How many lines of the data below contain the word "order"? Reply with the number alone.
======== Records for this task
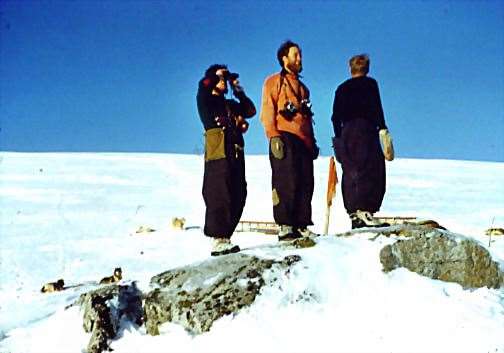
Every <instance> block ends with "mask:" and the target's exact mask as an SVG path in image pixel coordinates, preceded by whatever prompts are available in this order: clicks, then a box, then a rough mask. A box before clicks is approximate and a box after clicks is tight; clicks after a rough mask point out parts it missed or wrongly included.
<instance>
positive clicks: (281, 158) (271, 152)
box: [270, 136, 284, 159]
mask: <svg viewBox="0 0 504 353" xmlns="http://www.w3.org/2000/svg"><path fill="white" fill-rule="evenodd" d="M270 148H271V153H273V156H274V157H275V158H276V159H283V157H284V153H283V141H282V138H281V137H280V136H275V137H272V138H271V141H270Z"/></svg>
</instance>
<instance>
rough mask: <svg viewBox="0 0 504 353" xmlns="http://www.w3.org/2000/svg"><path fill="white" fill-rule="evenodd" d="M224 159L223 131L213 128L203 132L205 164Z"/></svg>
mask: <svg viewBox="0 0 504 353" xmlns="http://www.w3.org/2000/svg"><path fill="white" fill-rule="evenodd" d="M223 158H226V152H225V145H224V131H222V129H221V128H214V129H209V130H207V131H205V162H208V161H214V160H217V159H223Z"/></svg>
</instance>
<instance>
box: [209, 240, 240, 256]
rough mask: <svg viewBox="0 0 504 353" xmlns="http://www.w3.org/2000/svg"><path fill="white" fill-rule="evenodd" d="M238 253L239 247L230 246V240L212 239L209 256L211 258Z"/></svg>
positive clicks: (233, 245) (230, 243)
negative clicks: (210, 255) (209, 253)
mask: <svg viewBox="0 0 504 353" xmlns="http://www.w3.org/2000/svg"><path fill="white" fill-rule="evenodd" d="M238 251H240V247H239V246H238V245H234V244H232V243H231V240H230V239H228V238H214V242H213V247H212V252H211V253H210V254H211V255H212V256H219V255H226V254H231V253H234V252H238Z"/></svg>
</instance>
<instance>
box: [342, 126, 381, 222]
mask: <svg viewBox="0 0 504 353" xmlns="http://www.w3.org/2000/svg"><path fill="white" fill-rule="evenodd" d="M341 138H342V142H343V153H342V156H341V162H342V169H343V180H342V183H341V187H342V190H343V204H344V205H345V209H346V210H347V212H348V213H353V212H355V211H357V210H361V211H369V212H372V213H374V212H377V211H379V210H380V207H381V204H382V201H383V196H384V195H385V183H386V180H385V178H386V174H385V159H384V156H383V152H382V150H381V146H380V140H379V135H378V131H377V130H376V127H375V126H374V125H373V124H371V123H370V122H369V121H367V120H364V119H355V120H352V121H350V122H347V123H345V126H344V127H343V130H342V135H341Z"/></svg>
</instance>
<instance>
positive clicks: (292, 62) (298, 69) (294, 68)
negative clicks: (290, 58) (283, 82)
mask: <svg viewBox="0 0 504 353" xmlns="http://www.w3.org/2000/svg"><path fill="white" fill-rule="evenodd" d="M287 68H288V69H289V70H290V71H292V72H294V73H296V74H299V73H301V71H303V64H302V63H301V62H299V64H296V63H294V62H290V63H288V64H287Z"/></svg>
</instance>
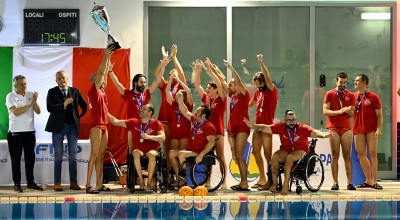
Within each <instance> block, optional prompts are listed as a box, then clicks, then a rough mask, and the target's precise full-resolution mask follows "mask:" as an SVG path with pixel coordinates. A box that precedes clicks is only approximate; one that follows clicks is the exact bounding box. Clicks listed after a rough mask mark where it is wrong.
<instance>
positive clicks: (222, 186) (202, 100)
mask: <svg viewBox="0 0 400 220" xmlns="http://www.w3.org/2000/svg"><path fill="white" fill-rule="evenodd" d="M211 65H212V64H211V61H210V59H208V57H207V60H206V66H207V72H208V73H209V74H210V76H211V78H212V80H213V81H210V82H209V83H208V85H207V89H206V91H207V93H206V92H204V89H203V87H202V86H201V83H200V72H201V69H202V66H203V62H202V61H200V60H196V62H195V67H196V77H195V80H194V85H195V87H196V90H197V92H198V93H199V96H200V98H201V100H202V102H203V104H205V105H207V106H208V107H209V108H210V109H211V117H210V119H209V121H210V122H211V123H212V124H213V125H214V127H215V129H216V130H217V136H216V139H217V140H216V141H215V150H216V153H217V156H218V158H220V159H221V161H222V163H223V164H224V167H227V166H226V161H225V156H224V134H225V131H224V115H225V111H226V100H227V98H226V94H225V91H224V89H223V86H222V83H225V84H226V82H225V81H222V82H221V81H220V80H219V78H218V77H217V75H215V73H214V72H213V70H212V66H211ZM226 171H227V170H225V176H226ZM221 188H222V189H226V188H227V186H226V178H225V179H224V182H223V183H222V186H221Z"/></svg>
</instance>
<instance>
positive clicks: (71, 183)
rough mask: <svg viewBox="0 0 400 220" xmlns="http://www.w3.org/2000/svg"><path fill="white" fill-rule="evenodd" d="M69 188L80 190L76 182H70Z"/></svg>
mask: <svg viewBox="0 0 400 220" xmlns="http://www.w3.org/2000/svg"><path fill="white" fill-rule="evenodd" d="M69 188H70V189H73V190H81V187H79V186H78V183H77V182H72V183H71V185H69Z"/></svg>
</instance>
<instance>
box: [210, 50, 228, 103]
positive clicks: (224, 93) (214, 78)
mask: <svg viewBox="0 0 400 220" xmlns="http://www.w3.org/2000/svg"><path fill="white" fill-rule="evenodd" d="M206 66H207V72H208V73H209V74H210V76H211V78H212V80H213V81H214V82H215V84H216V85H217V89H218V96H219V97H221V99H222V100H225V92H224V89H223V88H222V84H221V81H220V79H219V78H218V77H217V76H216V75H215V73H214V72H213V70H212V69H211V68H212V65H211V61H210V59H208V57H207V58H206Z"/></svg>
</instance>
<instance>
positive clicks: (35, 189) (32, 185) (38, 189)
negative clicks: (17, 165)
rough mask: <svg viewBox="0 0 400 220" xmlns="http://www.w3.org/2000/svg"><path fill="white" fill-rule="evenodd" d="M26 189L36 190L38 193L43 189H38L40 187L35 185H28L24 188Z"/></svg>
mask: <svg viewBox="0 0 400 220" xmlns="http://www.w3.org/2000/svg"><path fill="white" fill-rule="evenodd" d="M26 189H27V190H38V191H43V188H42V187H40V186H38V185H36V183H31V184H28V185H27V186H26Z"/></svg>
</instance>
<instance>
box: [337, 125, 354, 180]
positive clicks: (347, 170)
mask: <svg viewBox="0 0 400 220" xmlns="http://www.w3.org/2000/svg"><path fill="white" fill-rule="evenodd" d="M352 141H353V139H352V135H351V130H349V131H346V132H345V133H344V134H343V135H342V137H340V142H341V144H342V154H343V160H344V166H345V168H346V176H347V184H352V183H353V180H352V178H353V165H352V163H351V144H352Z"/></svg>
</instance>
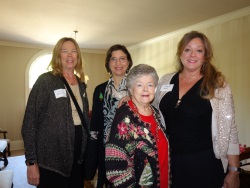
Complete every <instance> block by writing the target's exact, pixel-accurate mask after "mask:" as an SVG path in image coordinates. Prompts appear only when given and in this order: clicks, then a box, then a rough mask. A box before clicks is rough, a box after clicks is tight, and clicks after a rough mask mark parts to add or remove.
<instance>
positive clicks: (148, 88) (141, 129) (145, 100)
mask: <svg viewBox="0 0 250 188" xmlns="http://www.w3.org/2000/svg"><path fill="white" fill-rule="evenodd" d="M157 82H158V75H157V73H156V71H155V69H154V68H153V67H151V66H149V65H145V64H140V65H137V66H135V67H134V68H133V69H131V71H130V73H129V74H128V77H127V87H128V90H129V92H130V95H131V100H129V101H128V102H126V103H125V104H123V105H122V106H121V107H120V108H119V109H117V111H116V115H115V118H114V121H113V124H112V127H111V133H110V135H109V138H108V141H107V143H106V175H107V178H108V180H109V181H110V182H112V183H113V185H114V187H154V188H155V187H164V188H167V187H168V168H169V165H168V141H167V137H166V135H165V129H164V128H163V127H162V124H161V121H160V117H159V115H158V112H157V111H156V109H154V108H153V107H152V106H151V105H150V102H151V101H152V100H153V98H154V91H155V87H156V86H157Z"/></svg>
================
## Your solution
2